(Items from a data source)
⟨
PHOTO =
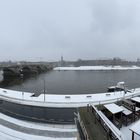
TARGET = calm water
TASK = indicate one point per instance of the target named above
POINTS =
(74, 82)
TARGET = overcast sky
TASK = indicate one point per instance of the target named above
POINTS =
(37, 30)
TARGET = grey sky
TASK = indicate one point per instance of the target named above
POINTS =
(44, 29)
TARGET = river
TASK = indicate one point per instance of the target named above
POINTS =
(74, 82)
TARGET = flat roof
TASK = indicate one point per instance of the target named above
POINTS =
(126, 111)
(113, 108)
(136, 128)
(136, 99)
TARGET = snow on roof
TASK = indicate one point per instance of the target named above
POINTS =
(113, 108)
(126, 111)
(136, 99)
(136, 128)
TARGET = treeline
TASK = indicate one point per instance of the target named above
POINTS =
(112, 62)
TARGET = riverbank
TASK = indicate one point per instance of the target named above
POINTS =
(97, 68)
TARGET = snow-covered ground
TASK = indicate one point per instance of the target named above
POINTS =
(97, 68)
(64, 101)
(7, 133)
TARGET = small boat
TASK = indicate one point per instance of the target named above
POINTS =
(119, 87)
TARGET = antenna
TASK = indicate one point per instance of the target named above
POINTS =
(44, 89)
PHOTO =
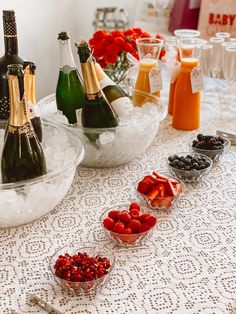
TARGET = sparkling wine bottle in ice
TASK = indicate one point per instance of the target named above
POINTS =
(96, 112)
(69, 91)
(30, 97)
(10, 57)
(22, 155)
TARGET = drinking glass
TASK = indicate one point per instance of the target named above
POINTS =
(216, 63)
(229, 70)
(223, 35)
(205, 64)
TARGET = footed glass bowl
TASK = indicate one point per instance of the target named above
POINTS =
(25, 201)
(111, 147)
(93, 249)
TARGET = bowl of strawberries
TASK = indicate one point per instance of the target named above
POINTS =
(159, 191)
(129, 225)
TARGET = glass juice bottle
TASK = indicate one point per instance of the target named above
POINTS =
(186, 110)
(179, 33)
(148, 80)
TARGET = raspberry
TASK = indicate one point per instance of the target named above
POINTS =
(127, 231)
(134, 213)
(108, 223)
(144, 227)
(118, 227)
(124, 216)
(135, 225)
(151, 220)
(143, 217)
(113, 214)
(134, 205)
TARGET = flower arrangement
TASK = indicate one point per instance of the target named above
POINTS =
(110, 50)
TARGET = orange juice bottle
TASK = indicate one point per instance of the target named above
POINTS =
(186, 109)
(143, 82)
(148, 79)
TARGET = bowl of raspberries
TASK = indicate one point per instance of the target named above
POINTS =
(212, 146)
(129, 225)
(189, 168)
(82, 267)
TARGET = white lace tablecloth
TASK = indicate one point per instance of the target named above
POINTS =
(191, 264)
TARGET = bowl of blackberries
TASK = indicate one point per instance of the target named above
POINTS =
(189, 167)
(212, 146)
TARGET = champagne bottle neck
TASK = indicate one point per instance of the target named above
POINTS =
(66, 56)
(29, 82)
(91, 84)
(18, 111)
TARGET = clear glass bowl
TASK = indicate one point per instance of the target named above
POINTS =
(93, 249)
(25, 201)
(190, 176)
(128, 240)
(114, 146)
(214, 154)
(160, 202)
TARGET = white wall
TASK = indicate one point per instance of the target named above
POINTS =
(39, 22)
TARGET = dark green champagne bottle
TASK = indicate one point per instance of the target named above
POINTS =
(10, 57)
(96, 112)
(69, 92)
(30, 97)
(116, 96)
(22, 155)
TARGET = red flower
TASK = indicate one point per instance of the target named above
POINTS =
(117, 33)
(159, 36)
(99, 35)
(110, 58)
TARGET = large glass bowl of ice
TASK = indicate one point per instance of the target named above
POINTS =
(25, 201)
(110, 147)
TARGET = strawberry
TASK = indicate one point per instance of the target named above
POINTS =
(153, 193)
(145, 227)
(162, 190)
(143, 187)
(143, 217)
(134, 225)
(134, 213)
(124, 216)
(170, 188)
(113, 214)
(118, 227)
(134, 205)
(127, 231)
(108, 223)
(151, 220)
(162, 176)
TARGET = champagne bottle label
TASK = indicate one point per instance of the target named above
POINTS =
(32, 110)
(122, 106)
(67, 69)
(106, 81)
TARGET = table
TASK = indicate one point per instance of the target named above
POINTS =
(191, 264)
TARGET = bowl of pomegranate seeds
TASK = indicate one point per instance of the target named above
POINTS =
(128, 225)
(159, 191)
(82, 267)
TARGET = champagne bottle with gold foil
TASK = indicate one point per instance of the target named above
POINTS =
(11, 56)
(22, 155)
(30, 97)
(96, 112)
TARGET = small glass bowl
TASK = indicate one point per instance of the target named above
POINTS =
(191, 176)
(214, 154)
(77, 287)
(160, 202)
(128, 240)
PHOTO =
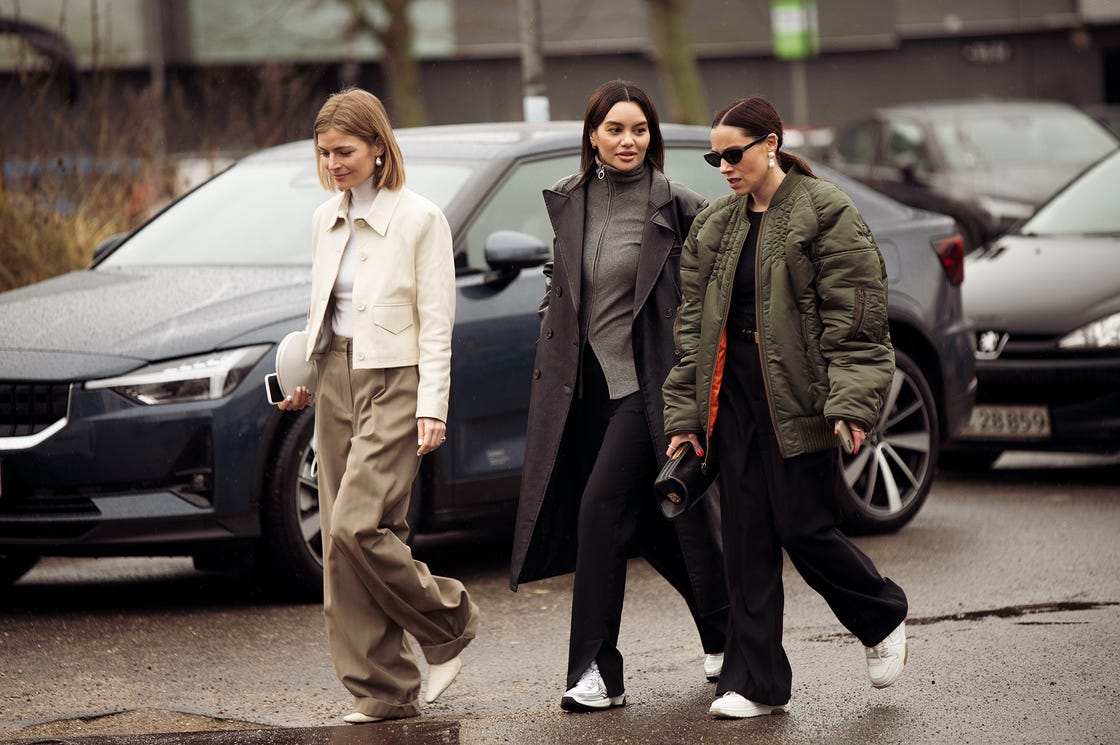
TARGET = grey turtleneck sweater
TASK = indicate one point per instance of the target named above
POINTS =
(613, 227)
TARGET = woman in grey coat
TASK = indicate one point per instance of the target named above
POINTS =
(595, 438)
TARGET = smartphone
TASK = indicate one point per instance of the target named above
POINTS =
(846, 440)
(272, 388)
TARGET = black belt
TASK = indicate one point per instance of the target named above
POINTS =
(743, 334)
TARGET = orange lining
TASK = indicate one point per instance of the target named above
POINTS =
(717, 381)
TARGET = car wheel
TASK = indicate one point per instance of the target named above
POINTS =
(884, 485)
(969, 459)
(291, 538)
(14, 567)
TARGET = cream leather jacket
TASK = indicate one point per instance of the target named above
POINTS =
(403, 288)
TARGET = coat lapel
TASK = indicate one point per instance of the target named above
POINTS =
(656, 240)
(566, 211)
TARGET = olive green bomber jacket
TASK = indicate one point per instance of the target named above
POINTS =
(821, 303)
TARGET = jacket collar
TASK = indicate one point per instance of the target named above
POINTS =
(792, 178)
(381, 212)
(567, 211)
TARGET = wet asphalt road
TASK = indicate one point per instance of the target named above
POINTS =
(1014, 580)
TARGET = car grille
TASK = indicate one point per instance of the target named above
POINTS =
(1056, 382)
(29, 408)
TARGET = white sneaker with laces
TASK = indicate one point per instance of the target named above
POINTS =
(886, 660)
(590, 694)
(734, 706)
(712, 666)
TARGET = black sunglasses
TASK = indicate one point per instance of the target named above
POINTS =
(731, 155)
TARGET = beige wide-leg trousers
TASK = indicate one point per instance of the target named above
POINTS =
(373, 589)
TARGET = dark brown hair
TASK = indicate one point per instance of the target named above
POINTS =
(756, 117)
(599, 105)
⟩
-- WRITTEN INSTRUCTION --
Pictures excluded, quote all the data above exactly.

-- THE RESULT --
PHOTO =
TARGET = calm water
TASK = indicate one point per instance of the target named above
POINTS =
(74, 82)
TARGET = overcast sky
TASK = indicate one point per instance of the target named above
POINTS =
(37, 30)
TARGET = grey sky
TASK = indicate one point per instance of the target named above
POINTS =
(44, 29)
TARGET = river
TASK = indicate one point per instance of the target named above
POINTS =
(74, 82)
TARGET = flat roof
TASK = indicate one point per instance of the target named above
POINTS =
(126, 111)
(113, 108)
(136, 128)
(136, 99)
TARGET = snow on roof
TASK = indicate one point per instance of the target named above
POINTS =
(113, 108)
(126, 111)
(136, 99)
(136, 128)
TARGET = treeline
TASK = indicate one point per instance of the target named above
POINTS =
(112, 62)
TARGET = riverbank
TASK = indicate one point per instance of the target named above
POINTS =
(97, 68)
TARGET = snow-covered ground
TASK = indicate one point per instance of the target named above
POINTS =
(97, 68)
(64, 101)
(7, 133)
TARGET = small boat
TASK = indicate one point per instance of the target named above
POINTS =
(119, 87)
TARGET = antenna
TASK = indicate one point per instance of the target named above
POINTS =
(44, 89)
PHOTO =
TARGET = sparkling wine bottle in ice
TASK = indicate one point per instance of the target named above
POINTS =
(96, 112)
(69, 91)
(30, 97)
(10, 57)
(22, 155)
TARGET = drinking glass
TASK = indicate one point per instance of the target named above
POINTS =
(216, 63)
(229, 70)
(223, 35)
(205, 64)
TARGET = footed glass bowl
TASK = indicate one point per instance of the target named above
POINTS =
(25, 201)
(111, 147)
(93, 249)
TARGET = bowl of strawberries
TASK = indicate one point per instance of the target named above
POINTS =
(159, 191)
(129, 225)
TARGET = glass juice bottle
TASK = indicate one point per instance of the target named above
POINTS =
(186, 110)
(179, 33)
(148, 80)
TARGET = raspberry
TASK = indicate one point per instance of the target named above
POINTS =
(127, 231)
(134, 213)
(108, 223)
(144, 227)
(118, 227)
(124, 216)
(135, 225)
(151, 220)
(143, 217)
(113, 214)
(134, 205)
TARGET = flower arrangement
TASK = indicate one point per instance of the target named above
POINTS =
(110, 50)
TARGET = orange juice bottle
TASK = indicate one point per instance of the target named above
POINTS =
(186, 109)
(143, 82)
(148, 79)
TARGET = bowl of raspberries
TASK = indicate one point per instance of the target named above
POINTS =
(212, 146)
(129, 225)
(189, 168)
(82, 267)
TARGET = white lace tablecloth
TASK = indicate one point per instance of the target named above
POINTS =
(191, 264)
TARGET = bowl of blackberries
TASK = indicate one point per instance of the target named above
POINTS =
(189, 167)
(212, 146)
TARGET = champagne bottle neck
TASK = indicate one point per instance of the target named above
POINTS =
(66, 56)
(29, 82)
(91, 84)
(18, 111)
TARGET = clear glass bowl
TASK = indicate one point per instance of the target named above
POINTS =
(93, 249)
(25, 201)
(190, 176)
(128, 240)
(114, 146)
(214, 154)
(160, 202)
TARGET = white wall
TASK = indicate one point per instance of the target named above
POINTS =
(39, 22)
TARGET = dark green champagne bottle
TASK = indicate one point per instance of the target named above
POINTS =
(10, 57)
(96, 112)
(69, 92)
(30, 97)
(116, 96)
(22, 155)
TARGET = red flower
TASK = indicate one point per instance of the target named above
POINTS =
(117, 33)
(159, 36)
(99, 35)
(110, 58)
TARGET = large glass bowl of ice
TASK = indicate one point per instance of the target named above
POINTS =
(25, 201)
(110, 147)
TARGET = strawberry
TASK = indicate one point per instance of the target named above
POINTS =
(153, 193)
(145, 227)
(162, 190)
(143, 187)
(143, 217)
(134, 225)
(134, 213)
(124, 216)
(170, 188)
(113, 214)
(118, 227)
(134, 205)
(127, 231)
(108, 223)
(151, 220)
(162, 176)
TARGET = champagne bottle label
TASK = indicate one point per instance of the target named above
POINTS =
(32, 110)
(122, 106)
(67, 69)
(106, 81)
TARGET = table
TASK = indicate one point per instance of the target named above
POINTS =
(191, 264)
TARGET = bowl of pomegranate seeds
TASK = indicate one point per instance of the target named above
POINTS =
(128, 225)
(159, 191)
(82, 267)
TARGET = champagne bottle with gold foil
TASK = indicate one point per instance of the target named above
POINTS =
(11, 56)
(22, 155)
(30, 97)
(96, 112)
TARGET = small glass bowl
TASK = indicate one point per instance of the target named above
POINTS =
(191, 176)
(214, 154)
(77, 287)
(160, 202)
(128, 240)
PHOTO =
TARGET = grey turtleneck sweater
TASK = indicate one point per instance of the target named above
POINTS =
(613, 227)
TARGET = woman in grey coat
TASK = indicate one point per instance of the target named above
POINTS =
(595, 438)
TARGET = smartphone
TASK = indicate one point per instance of the target named above
POINTS =
(846, 440)
(272, 388)
TARGET = black belt
TASK = indicate one point per instance of the target named above
POINTS =
(743, 334)
TARGET = orange lining
TASK = indicate one point per instance of the target named above
POINTS =
(717, 381)
TARGET = car wheel
TASK = indicate one point per instance of the target named above
POINTS =
(884, 485)
(969, 459)
(291, 538)
(14, 567)
TARGET = cream leather jacket
TASK = indicate one point per instance of the target named above
POINTS =
(403, 288)
TARGET = coat lapel
TASK = indicate one point per instance of the target named above
POINTS =
(656, 240)
(566, 211)
TARGET = olive green bomber jacket
TASK = indicate one point per instance of the target named above
POINTS =
(821, 303)
TARGET = jacket collar
TASK = indicate one point per instance of the target named above
POINTS =
(792, 178)
(381, 212)
(567, 211)
TARGET = wet asphalt road
TASK = indicate one point per instance of the target named above
POINTS =
(1014, 580)
TARGET = car grille
TASK = indicate one point per instance of the target named above
POINTS =
(1056, 382)
(29, 408)
TARGET = white sneaker with laces
TASK = indicate one point per instance of the target named above
POINTS =
(886, 660)
(590, 694)
(734, 706)
(712, 666)
TARGET = black sunglasses
TASK = indicate one point per instance of the target named above
POINTS =
(731, 155)
TARGET = beige wide-leg trousers
TASK = indicate one point per instance of the target named above
POINTS =
(373, 589)
TARGET = dark brown hair
TASK = indicate one point per instance of the target named above
POINTS =
(756, 117)
(599, 105)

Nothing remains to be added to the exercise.